» **Brief**
Return all of the data exactly as given.

[Region annotation entries]
⁂
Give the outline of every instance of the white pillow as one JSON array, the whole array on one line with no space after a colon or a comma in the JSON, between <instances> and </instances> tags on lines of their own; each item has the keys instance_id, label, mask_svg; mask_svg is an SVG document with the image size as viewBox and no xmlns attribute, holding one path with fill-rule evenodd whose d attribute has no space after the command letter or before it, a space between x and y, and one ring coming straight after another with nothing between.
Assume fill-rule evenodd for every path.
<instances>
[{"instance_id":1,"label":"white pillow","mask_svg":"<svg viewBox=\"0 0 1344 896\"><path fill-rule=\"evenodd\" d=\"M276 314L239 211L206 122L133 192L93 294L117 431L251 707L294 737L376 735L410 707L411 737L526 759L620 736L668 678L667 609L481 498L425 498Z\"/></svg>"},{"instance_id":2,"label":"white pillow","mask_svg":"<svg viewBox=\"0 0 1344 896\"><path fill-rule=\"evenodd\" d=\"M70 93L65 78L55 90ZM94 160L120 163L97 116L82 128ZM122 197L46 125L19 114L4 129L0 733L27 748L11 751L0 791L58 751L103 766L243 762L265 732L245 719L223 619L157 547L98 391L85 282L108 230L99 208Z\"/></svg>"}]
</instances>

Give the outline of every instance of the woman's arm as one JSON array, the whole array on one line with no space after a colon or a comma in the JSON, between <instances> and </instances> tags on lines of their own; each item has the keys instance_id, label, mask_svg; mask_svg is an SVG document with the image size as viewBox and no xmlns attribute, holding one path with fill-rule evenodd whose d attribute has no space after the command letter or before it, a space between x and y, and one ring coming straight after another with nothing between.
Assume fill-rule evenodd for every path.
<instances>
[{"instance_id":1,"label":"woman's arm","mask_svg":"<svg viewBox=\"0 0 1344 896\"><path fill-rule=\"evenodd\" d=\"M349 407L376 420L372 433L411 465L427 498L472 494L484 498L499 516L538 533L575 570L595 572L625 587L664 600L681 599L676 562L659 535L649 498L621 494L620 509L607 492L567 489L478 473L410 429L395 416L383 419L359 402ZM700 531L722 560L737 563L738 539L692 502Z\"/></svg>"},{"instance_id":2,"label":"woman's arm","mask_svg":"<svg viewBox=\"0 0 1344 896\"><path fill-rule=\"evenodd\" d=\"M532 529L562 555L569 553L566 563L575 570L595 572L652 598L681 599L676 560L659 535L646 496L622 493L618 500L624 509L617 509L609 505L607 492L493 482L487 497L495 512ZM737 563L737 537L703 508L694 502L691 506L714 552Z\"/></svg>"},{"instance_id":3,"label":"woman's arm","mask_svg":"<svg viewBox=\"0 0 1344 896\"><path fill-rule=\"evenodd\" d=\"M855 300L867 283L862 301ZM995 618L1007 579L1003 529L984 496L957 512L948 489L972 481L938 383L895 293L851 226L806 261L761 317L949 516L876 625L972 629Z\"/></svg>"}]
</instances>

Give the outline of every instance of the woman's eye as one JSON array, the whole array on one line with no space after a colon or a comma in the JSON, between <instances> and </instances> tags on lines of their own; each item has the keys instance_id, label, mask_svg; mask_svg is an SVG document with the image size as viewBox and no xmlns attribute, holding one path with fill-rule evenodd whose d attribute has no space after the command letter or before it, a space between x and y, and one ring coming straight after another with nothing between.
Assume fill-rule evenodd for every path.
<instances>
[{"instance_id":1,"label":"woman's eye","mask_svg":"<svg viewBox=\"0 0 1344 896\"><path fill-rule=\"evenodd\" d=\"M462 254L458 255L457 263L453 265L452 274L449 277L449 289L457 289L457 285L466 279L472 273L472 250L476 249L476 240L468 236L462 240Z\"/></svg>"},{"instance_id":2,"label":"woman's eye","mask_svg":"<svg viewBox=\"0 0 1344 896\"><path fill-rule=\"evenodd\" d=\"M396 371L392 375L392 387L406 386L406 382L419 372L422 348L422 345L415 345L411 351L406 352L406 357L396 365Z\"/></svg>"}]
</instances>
⁂
» **Answer to this problem**
Give the outline of every instance of the white pillow as one JSON array, the whole array on one line with no space after a colon or a comma in the JSON, between <instances> and </instances> tags on lines of their own; each item has the keys instance_id, label, mask_svg; mask_svg is an SVG document with the image size as viewBox and no xmlns attribute, holding one path with fill-rule evenodd whose d attribute has no space after the command letter or before it, a space between x and y, and one ring coming straight after another with nothing between.
Assume fill-rule evenodd for every path.
<instances>
[{"instance_id":1,"label":"white pillow","mask_svg":"<svg viewBox=\"0 0 1344 896\"><path fill-rule=\"evenodd\" d=\"M276 314L239 211L206 122L133 192L93 294L117 431L251 707L294 737L376 735L410 707L411 737L526 759L620 736L668 678L667 609L481 498L425 498Z\"/></svg>"},{"instance_id":2,"label":"white pillow","mask_svg":"<svg viewBox=\"0 0 1344 896\"><path fill-rule=\"evenodd\" d=\"M70 93L65 78L55 90ZM94 160L120 163L97 116L82 128ZM122 197L46 125L19 114L4 129L0 733L27 748L11 751L0 791L58 751L103 766L243 762L265 732L245 719L223 619L157 547L98 391L85 282L108 230L99 208Z\"/></svg>"}]
</instances>

Give the outline of every instance of the woman's arm as one JSON array, the whole array on one line with no space after a colon or a comma in the JSON, between <instances> and </instances> tags on lines of their own; each item has the keys instance_id, label, mask_svg; mask_svg is an SVG document with the image size as viewBox and no xmlns attribute, holding one path with fill-rule evenodd whose d attribute has no space after the command letter or before it, a space between x and y, and one ring coming straight after another with nothing between.
Assume fill-rule evenodd for every path.
<instances>
[{"instance_id":1,"label":"woman's arm","mask_svg":"<svg viewBox=\"0 0 1344 896\"><path fill-rule=\"evenodd\" d=\"M349 407L376 420L372 433L411 465L427 498L472 494L484 498L499 516L538 533L575 570L595 572L625 587L664 600L681 599L676 562L659 535L649 498L621 494L620 509L607 492L567 489L478 473L410 429L395 416L383 419L359 402ZM700 531L722 560L737 563L738 539L692 502Z\"/></svg>"},{"instance_id":2,"label":"woman's arm","mask_svg":"<svg viewBox=\"0 0 1344 896\"><path fill-rule=\"evenodd\" d=\"M532 529L562 555L569 553L566 563L575 570L595 572L652 598L681 599L676 560L659 535L646 496L622 493L618 500L624 509L617 509L609 505L607 492L493 482L487 497L495 512ZM737 563L737 537L703 508L694 502L691 506L714 552Z\"/></svg>"},{"instance_id":3,"label":"woman's arm","mask_svg":"<svg viewBox=\"0 0 1344 896\"><path fill-rule=\"evenodd\" d=\"M855 300L867 283L862 301ZM995 618L1007 579L1003 529L984 496L957 512L948 489L972 481L938 383L895 293L851 226L806 261L761 317L949 516L876 625L972 629Z\"/></svg>"}]
</instances>

Give the outline of every instance of the woman's eye as one JSON array, the whole array on one line with no space after a colon or a comma in the JSON, between <instances> and </instances> tags on lines of their own; each item has the keys instance_id, label, mask_svg; mask_svg is an SVG document with the image size as viewBox and no xmlns attribute, holding one path with fill-rule evenodd whose d attribute has no space after the command letter or before it, a space between x and y, and one ring coming straight after another with nothing between.
Assume fill-rule evenodd for every path.
<instances>
[{"instance_id":1,"label":"woman's eye","mask_svg":"<svg viewBox=\"0 0 1344 896\"><path fill-rule=\"evenodd\" d=\"M462 254L458 255L457 263L453 265L452 274L449 277L449 289L457 289L457 285L466 279L472 273L472 250L476 249L476 240L468 236L462 240Z\"/></svg>"},{"instance_id":2,"label":"woman's eye","mask_svg":"<svg viewBox=\"0 0 1344 896\"><path fill-rule=\"evenodd\" d=\"M396 371L392 375L392 387L406 386L406 382L419 372L422 348L422 345L415 345L411 351L406 352L406 357L396 365Z\"/></svg>"}]
</instances>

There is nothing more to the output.